__SHORT PROBLEM__.
Below are some records. Begin at the line that contains "Please place a point on the grass" and stop after the last line of the records, keeping both ends. Output those lines as a Markdown table with the columns Row and Text, numbering the rows and leaving out blank lines.

__INPUT RECORDS__.
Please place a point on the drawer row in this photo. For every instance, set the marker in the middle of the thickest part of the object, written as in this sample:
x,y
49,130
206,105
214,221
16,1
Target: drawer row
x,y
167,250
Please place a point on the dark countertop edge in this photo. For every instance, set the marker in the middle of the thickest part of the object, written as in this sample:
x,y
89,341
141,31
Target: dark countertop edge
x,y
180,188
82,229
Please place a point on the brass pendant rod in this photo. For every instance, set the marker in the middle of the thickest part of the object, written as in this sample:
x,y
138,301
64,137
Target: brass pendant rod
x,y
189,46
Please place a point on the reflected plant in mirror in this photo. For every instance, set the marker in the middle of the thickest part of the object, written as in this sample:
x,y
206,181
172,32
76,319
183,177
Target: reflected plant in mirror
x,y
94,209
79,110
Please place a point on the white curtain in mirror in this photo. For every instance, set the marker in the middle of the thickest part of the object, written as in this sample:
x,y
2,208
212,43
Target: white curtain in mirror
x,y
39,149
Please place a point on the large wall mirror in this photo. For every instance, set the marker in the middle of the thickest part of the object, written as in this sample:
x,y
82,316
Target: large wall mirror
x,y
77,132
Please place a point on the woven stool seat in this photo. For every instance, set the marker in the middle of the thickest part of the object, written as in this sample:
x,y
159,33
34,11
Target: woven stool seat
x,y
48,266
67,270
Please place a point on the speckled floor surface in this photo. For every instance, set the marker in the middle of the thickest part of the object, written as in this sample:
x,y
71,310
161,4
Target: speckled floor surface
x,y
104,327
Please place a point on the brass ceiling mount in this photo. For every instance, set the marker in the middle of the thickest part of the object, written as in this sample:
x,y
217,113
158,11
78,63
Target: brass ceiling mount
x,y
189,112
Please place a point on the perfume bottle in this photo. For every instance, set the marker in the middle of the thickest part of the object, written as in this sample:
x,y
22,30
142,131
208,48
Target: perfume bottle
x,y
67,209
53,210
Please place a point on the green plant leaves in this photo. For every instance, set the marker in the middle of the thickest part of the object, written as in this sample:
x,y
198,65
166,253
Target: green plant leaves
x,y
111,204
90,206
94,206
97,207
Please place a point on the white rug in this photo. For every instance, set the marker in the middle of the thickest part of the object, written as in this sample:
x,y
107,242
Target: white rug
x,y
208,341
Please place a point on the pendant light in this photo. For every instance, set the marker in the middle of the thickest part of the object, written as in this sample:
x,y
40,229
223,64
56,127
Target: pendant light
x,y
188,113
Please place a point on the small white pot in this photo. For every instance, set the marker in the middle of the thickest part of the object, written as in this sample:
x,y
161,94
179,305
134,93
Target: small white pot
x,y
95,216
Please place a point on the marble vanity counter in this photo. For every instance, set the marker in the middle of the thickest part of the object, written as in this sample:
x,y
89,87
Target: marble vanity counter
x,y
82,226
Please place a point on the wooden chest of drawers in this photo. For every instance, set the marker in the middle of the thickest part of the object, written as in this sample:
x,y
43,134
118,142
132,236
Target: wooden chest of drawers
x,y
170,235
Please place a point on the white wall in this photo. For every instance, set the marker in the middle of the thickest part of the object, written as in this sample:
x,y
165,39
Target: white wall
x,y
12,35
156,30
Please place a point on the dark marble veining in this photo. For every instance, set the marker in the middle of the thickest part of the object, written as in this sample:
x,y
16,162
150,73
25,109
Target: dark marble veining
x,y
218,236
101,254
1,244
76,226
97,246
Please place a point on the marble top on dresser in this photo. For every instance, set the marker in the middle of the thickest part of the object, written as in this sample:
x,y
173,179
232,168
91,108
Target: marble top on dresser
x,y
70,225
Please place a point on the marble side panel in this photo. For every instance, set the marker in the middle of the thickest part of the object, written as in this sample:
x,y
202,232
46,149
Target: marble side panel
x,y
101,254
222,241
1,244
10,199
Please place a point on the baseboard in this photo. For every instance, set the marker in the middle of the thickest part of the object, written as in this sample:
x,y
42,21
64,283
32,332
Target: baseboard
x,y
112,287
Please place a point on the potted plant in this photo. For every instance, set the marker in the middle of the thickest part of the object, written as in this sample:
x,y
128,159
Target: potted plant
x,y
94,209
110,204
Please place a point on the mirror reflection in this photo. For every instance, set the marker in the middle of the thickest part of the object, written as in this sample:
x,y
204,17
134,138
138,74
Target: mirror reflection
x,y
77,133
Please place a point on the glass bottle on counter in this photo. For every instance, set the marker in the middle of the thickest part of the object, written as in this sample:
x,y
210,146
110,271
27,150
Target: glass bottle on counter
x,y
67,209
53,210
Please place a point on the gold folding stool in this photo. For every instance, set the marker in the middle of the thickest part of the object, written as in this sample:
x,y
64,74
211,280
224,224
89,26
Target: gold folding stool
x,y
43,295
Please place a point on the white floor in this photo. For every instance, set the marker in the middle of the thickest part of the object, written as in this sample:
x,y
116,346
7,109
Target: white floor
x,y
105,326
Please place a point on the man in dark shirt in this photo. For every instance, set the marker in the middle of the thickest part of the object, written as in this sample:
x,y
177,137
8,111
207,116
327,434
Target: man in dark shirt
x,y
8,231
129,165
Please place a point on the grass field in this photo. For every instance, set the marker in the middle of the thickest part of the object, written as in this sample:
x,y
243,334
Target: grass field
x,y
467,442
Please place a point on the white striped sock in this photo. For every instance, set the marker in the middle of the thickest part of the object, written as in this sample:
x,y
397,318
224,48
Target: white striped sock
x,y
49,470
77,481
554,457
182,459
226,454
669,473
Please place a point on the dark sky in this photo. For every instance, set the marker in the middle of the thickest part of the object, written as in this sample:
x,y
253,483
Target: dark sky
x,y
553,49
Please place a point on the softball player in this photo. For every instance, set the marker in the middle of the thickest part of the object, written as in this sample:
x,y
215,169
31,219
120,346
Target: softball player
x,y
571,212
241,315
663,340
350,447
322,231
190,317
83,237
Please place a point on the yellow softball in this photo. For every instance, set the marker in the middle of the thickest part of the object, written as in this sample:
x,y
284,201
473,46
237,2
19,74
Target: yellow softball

__OUTPUT BELOW__.
| Row | Text |
|---|---|
| 1 | Please place a point on the grass field in this photo. For every instance, set the marker in the middle of the thickest part of the object, written as in this sample: |
| 2 | x,y |
| 3 | 243,334 |
| 4 | Target: grass field |
| 5 | x,y |
| 6 | 467,442 |
| 7 | Please place a point on the white striped sock in this photo. For every instance, set the marker in the middle of the thickest part of the object, written as in this sample: |
| 8 | x,y |
| 9 | 397,318 |
| 10 | 224,48 |
| 11 | Target: white striped sock |
| 12 | x,y |
| 13 | 49,470 |
| 14 | 77,481 |
| 15 | 554,457 |
| 16 | 182,459 |
| 17 | 226,454 |
| 18 | 669,473 |
| 19 | Please place a point on the dark sky in this photo. For every instance, set the marker in the middle of the thickest part of the object, written as in this sample: |
| 20 | x,y |
| 21 | 253,483 |
| 22 | Target: dark sky |
| 23 | x,y |
| 24 | 553,49 |
| 25 | Please place a point on the softball player in this photo. For every instance, set the marker in the middle of the thickest part of the object, written as in this sample: |
| 26 | x,y |
| 27 | 215,169 |
| 28 | 31,219 |
| 29 | 120,346 |
| 30 | Target: softball player |
| 31 | x,y |
| 32 | 571,212 |
| 33 | 241,315 |
| 34 | 663,340 |
| 35 | 350,447 |
| 36 | 322,231 |
| 37 | 190,317 |
| 38 | 83,237 |
| 39 | Please place a point on the yellow softball in this photo. For every instance, set the marker in the middle of the thickest part of the object, written as in this sample: |
| 40 | x,y |
| 41 | 284,201 |
| 42 | 473,46 |
| 43 | 237,2 |
| 44 | 19,74 |
| 45 | Target: yellow softball |